STATED EXERCISE: Could you write out every entry exactly as it stands?

==== EXTRACTED DATA ====

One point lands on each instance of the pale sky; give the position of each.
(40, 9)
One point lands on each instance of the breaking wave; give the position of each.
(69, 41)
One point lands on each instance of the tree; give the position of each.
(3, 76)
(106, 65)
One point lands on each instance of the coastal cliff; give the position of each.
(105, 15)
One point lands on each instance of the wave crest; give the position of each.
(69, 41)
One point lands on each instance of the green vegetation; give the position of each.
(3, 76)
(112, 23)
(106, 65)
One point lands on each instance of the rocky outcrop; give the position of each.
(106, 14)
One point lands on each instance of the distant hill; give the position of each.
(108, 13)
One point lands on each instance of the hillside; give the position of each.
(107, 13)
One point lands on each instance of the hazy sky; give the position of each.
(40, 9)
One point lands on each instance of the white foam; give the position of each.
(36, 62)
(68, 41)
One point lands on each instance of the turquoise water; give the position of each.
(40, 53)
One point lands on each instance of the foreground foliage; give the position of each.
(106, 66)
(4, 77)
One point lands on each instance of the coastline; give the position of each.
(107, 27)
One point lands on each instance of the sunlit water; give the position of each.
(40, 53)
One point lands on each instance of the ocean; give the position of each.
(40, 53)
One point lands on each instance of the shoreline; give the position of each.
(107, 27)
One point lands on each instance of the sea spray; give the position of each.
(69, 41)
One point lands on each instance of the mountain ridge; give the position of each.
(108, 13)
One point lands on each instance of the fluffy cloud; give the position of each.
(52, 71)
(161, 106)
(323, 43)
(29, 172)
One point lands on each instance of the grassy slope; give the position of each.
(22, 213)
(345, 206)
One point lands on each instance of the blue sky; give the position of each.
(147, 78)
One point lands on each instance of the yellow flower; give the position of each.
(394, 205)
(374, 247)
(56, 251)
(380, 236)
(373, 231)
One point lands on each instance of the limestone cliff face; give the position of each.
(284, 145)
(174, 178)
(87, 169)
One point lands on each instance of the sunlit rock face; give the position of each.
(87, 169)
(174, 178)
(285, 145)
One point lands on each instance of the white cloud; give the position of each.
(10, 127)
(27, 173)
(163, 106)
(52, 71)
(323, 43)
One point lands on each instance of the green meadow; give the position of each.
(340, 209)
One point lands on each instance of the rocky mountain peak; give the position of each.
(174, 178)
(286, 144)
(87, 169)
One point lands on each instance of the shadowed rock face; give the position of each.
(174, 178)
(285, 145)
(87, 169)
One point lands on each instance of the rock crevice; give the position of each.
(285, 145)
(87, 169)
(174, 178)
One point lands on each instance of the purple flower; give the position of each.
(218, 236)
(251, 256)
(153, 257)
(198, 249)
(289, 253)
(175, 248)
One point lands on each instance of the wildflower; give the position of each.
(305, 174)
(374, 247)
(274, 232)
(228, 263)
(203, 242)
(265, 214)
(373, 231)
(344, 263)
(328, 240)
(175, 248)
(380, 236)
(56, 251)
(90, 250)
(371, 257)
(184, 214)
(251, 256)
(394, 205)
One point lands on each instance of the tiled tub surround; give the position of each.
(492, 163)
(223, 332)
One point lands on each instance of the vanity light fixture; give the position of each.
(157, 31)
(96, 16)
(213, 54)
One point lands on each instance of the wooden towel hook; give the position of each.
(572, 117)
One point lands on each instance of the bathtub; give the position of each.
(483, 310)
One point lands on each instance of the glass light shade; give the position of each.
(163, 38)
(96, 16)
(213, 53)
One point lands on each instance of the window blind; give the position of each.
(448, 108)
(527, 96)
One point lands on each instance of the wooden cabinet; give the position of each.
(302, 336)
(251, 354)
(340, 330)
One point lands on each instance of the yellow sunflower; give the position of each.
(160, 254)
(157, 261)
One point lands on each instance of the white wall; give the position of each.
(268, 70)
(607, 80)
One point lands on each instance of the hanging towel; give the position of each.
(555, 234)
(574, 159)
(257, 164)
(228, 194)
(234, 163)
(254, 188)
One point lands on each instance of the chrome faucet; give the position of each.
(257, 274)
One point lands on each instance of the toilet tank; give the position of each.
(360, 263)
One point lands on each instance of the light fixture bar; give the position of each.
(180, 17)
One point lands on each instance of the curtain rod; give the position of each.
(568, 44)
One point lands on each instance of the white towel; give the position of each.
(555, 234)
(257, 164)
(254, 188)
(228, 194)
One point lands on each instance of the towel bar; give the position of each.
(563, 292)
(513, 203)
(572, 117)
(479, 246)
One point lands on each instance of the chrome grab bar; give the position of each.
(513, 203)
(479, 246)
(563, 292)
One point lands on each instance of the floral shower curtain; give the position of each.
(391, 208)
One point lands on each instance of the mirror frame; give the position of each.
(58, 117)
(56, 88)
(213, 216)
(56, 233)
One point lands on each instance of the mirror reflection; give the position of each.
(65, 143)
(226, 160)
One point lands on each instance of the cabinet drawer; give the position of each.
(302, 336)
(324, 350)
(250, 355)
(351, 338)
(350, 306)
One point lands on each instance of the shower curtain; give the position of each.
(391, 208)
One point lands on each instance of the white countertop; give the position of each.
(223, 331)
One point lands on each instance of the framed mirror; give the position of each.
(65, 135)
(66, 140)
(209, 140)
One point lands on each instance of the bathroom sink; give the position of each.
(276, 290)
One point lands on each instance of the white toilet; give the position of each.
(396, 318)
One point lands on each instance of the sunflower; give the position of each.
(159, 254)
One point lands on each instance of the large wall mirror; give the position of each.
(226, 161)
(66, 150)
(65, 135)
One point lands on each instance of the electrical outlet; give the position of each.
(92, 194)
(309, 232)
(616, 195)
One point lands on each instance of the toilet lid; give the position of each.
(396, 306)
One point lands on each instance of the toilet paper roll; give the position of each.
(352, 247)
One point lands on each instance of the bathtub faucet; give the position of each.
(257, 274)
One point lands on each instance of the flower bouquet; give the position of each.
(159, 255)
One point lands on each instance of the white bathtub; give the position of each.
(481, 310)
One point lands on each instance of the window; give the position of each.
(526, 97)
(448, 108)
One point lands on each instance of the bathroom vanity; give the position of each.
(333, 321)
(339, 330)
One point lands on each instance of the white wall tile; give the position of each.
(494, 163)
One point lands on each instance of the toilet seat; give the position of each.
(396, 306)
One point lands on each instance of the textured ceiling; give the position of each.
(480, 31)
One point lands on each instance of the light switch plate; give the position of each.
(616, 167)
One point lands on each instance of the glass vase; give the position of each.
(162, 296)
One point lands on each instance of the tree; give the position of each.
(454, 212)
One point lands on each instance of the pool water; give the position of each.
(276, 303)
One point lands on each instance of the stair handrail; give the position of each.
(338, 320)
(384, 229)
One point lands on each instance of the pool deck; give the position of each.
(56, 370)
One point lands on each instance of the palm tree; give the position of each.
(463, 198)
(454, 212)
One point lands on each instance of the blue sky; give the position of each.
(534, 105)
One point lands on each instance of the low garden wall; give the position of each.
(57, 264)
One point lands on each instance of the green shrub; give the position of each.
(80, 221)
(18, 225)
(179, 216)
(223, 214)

====

RESULT OF THE TASK:
One point lands on each instance of the pale sky; give the position of each.
(40, 9)
One point lands on each instance of the breaking wave; give the position of each.
(69, 41)
One point lands on each instance of the tree; give the position of each.
(3, 76)
(106, 65)
One point lands on each instance of the coastal cliff; give the position of each.
(105, 15)
One point lands on each instance of the wave crest; give the position of each.
(69, 41)
One point lands on each instance of the green vegetation; give the position of each.
(3, 76)
(112, 23)
(106, 65)
One point lands on each instance of the rocky outcrop; give the position of each.
(106, 14)
One point lands on each instance of the distant hill; give the position of each.
(108, 13)
One point lands on each instance of the hillside; give the position of each.
(107, 13)
One point lands on each instance of the hazy sky; give the position of each.
(40, 9)
One point lands on each instance of the white foam; give the position of each.
(36, 62)
(68, 41)
One point lands on each instance of the turquoise water; give the position of each.
(40, 53)
One point lands on each instance of the foreground foliage; give the position of each.
(106, 66)
(4, 77)
One point lands on each instance of the coastline; give the position of each.
(107, 27)
One point lands on each instance of the sunlit water; give the position of each.
(40, 53)
One point lands on each instance of the ocean; give the position of each.
(40, 53)
One point lands on each instance of the shoreline; give the position of each.
(107, 27)
One point lands on each instance of the sea spray; give the position of each.
(69, 41)
One point lands on each instance of the mountain ridge; give the position of each.
(108, 13)
One point lands on each instance of the fluffy cloud; give the position of each.
(52, 71)
(161, 106)
(323, 43)
(29, 172)
One point lands on each instance of the grassy slope; give the position of each.
(22, 213)
(345, 206)
One point lands on each instance of the blue sky; give the position of each.
(147, 78)
One point lands on each instance of the yellow flower; give the position of each.
(394, 205)
(374, 247)
(56, 251)
(380, 236)
(373, 231)
One point lands on each instance of the limestone cliff face; give the position of each.
(284, 145)
(174, 178)
(87, 169)
One point lands on each instance of the sunlit rock face; give the position of each.
(87, 169)
(174, 178)
(285, 145)
One point lands on each instance of the white cloud; give the position of each.
(10, 127)
(27, 173)
(163, 106)
(52, 71)
(323, 43)
One point lands on each instance of the green meadow; give the position of each.
(340, 209)
One point lands on each instance of the rocky mountain peak; give the position of each.
(174, 178)
(286, 144)
(87, 169)
One point lands on each instance of the shadowed rock face; give the position of each.
(174, 178)
(285, 145)
(87, 169)
One point lands on each instance of the rock crevice; give the position of each.
(285, 145)
(87, 169)
(174, 178)
One point lands on each instance of the purple flower; give the position of each.
(218, 236)
(251, 256)
(153, 257)
(198, 249)
(289, 253)
(175, 248)
One point lands on each instance of the wildflower; give the position of each.
(305, 174)
(374, 247)
(274, 232)
(228, 263)
(203, 242)
(265, 214)
(373, 231)
(344, 263)
(328, 240)
(175, 248)
(380, 236)
(56, 251)
(90, 250)
(371, 257)
(184, 214)
(251, 256)
(394, 205)
One point lands on each instance of the tiled tub surround; give the position of each.
(492, 163)
(223, 332)
One point lands on each instance of the vanity light fixture; give the position of each.
(157, 31)
(96, 16)
(213, 54)
One point lands on each instance of the wooden towel hook; give the position of each.
(572, 117)
One point lands on each instance of the bathtub; give the position of each.
(483, 310)
One point lands on each instance of the glass light shade; give the position of each.
(163, 38)
(96, 16)
(213, 53)
One point lands on each instance of the window blind; give the position of each.
(448, 108)
(527, 96)
One point lands on each instance of the wooden cabinet; give the position of each.
(302, 336)
(251, 354)
(340, 330)
One point lands on each instance of the yellow sunflower; give the position of each.
(160, 254)
(157, 261)
One point lands on each instance of the white wall; give the position of each.
(268, 70)
(607, 80)
One point lands on each instance of the hanging towel; give the position of each.
(555, 234)
(574, 159)
(257, 164)
(228, 194)
(234, 163)
(254, 188)
One point lands on each instance of the chrome faucet; give the position of each.
(257, 274)
One point lands on each instance of the toilet tank; give the position of each.
(360, 263)
One point lands on each instance of the light fixture bar; give the position of each.
(180, 17)
One point lands on each instance of the curtain rod; give the position of each.
(568, 44)
One point lands on each instance of the white towel; give the position of each.
(555, 234)
(257, 164)
(254, 188)
(228, 194)
One point lands on each instance of the towel bar; give the position of each.
(563, 292)
(513, 203)
(572, 117)
(479, 246)
One point lands on each instance of the chrome grab bar; give the position of each.
(513, 203)
(479, 246)
(563, 292)
One point lands on each instance of the floral shower curtain; give the position of each.
(391, 208)
One point lands on each instance of the mirror frame; give the position of each.
(58, 117)
(56, 88)
(213, 216)
(56, 233)
One point lands on each instance of the mirror reflection; give the position of each.
(65, 143)
(226, 160)
One point lands on each instance of the cabinet drawer; give the position of each.
(302, 336)
(324, 350)
(250, 355)
(351, 338)
(350, 306)
One point lands on each instance of the shower curtain; give the position of each.
(391, 208)
One point lands on each instance of the white countertop; give the position of each.
(223, 331)
One point lands on each instance of the framed mirror; give the position of each.
(65, 135)
(66, 140)
(209, 140)
One point lands on each instance of the bathroom sink; give the position of each.
(276, 290)
One point lands on each instance of the white toilet; give the position of each.
(396, 318)
One point lands on each instance of the sunflower; give the position of each.
(159, 254)
One point lands on each instance of the large wall mirror; give the position of each.
(226, 161)
(66, 150)
(65, 135)
One point lands on each instance of the electrical outlet; give the position of each.
(92, 194)
(309, 232)
(616, 195)
One point lands on each instance of the toilet lid; give the position of each.
(396, 306)
One point lands on each instance of the toilet paper roll; give the position of each.
(352, 247)
One point lands on each instance of the bathtub faucet; give the position of each.
(257, 274)
One point lands on each instance of the flower bouquet; give the position of each.
(159, 255)
One point lands on each instance of the white bathtub; give the position of each.
(481, 310)
One point lands on each instance of the window; give the position of each.
(526, 97)
(448, 108)
One point lands on each instance of the bathroom vanity; give the position of each.
(333, 321)
(339, 330)
One point lands on each instance of the white wall tile; give the position of each.
(494, 163)
One point lands on each instance of the toilet seat; give the position of each.
(396, 306)
One point lands on each instance of the textured ceiling; give the position of each.
(480, 31)
One point lands on each instance of the light switch plate; give the position of each.
(616, 167)
One point lands on each instance of the glass vase; give the position of each.
(162, 296)
One point lands on each instance of the tree; give the position of each.
(454, 212)
One point lands on each instance of the pool water; give the position of each.
(276, 303)
One point lands on each instance of the stair handrail; give the position of each.
(338, 320)
(384, 229)
One point lands on each instance of the pool deck; give the position of each.
(56, 370)
One point lands on each instance of the palm tree; give the position of each.
(463, 198)
(454, 212)
One point lands on each instance of the blue sky; give the position of each.
(534, 105)
One point lands on each instance of the low garden wall; give the position of each.
(57, 264)
One point lands on each instance of the green shrub; give the position of each.
(80, 221)
(18, 225)
(179, 216)
(223, 214)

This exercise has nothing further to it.